» Provided passage:
::::::::

7

My data frame contains 10,000,000 rows! After group by, ~ 9,000,000 sub-frames remain to loop through.

The code is:

data = read.csv('big.csv')
for id, new_df in data.groupby(level=0): # look at mini df and do some analysis
    # some code for each of the small data frames

This is super inefficient, and the code has been running for 10+ hours now.

Is there a way to speed it up?

Full Code:

d = pd.DataFrame() # new df to populate
print 'Start of the loop'
for id, new_df in data.groupby(level=0):
    c = [new_df.iloc[i:] for i in range(len(new_df.index))]
    x = pd.concat(c, keys=new_df.index).reset_index(level=(2,3), drop=True).reset_index()
    x = x.set_index(['level_0','level_1', x.groupby(['level_0','level_1']).cumcount()])
    d = pd.concat([d, x])

To get the data:

data = pd.read_csv('https://raw.githubusercontent.com/skiler07/data/master/so_data.csv', index_col=0).set_index(['id','date'])

Note:

Most of id's will only have 1 date. This indicates only 1 visit. For id's with more visits, I would like to structure them in a 3d format e.g. store all of their visits in the 2nd dimension out of 3. The output is (id, visits, features)

::::::::

» Information provided:
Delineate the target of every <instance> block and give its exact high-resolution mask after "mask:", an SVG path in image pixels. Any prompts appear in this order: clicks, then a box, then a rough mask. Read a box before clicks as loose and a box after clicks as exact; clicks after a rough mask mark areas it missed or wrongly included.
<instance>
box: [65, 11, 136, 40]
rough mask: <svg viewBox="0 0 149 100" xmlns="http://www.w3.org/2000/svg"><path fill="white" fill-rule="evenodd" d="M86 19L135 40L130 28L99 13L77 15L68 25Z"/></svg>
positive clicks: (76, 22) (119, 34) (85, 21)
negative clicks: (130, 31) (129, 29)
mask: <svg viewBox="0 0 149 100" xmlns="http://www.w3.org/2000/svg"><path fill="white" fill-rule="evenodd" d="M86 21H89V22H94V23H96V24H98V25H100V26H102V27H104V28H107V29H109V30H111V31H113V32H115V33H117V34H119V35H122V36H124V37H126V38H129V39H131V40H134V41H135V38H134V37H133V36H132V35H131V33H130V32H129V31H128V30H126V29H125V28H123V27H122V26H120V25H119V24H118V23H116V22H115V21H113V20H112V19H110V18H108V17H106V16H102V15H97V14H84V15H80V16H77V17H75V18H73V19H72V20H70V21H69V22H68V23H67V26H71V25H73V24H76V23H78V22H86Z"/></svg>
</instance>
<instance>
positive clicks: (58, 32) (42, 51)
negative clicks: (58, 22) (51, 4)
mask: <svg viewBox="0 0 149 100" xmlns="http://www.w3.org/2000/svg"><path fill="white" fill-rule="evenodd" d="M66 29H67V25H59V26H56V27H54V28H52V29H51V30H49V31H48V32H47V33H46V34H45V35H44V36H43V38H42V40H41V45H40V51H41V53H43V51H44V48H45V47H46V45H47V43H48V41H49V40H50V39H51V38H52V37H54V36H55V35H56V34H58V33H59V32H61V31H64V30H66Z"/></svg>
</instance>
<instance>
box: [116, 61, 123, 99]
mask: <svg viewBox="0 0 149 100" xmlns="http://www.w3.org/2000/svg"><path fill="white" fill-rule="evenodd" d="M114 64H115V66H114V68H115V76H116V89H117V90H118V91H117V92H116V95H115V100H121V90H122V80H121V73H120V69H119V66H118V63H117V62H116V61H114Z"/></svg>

::::::::

» Work instruction 1:
Based on the post about speeding up a pandas groupby loop, does each of the following statements agree with it? Answer yes or no for (a), (b) and (c), and quote the deciding words of the post. (a) The data frame holds 10,000,000 rows. (b) The code has been running for less than an hour. (c) Most ids have several dates.
» Work instruction 2:
Go on with the post about speeding up a pandas groupby loop, starting after its final sentence.

» Answer area 1:
(a) Yes: "My data frame contains 10,000,000 rows!"
(b) No: "the code has been running for 10+ hours now."
(c) No: "Most of id's will only have 1 date."

» Answer area 2:
9
  • 1
    The answer to this is specific to # some code for each of the small data frames. Do you have an example calculation you are performing, and perhaps some sample data so we can test / benchmark? Commented Mar 16, 2018 at 10:08
  • 1
    @jpp I will make an edit Commented Mar 16, 2018 at 10:09
  • Hard question, but if possible dask should help. Commented Mar 16, 2018 at 10:09
  • @jpp I will also create some sample data now Commented Mar 16, 2018 at 10:12
  • just out of interest, what kind of data are you dealing with? Commented Mar 16, 2018 at 10:25

3 Answers 3

3
+50

Here is one way to speed that up. This adds the desired new rows in some code which processes the rows directly. This saves the overhead of constantly constructing small dataframes. Your sample of 100,000 rows runs in a couple of seconds on my machine. While your code with only 10,000 rows of your sample data takes > 100 seconds. This seems to represent a couple of orders of magnitude improvement.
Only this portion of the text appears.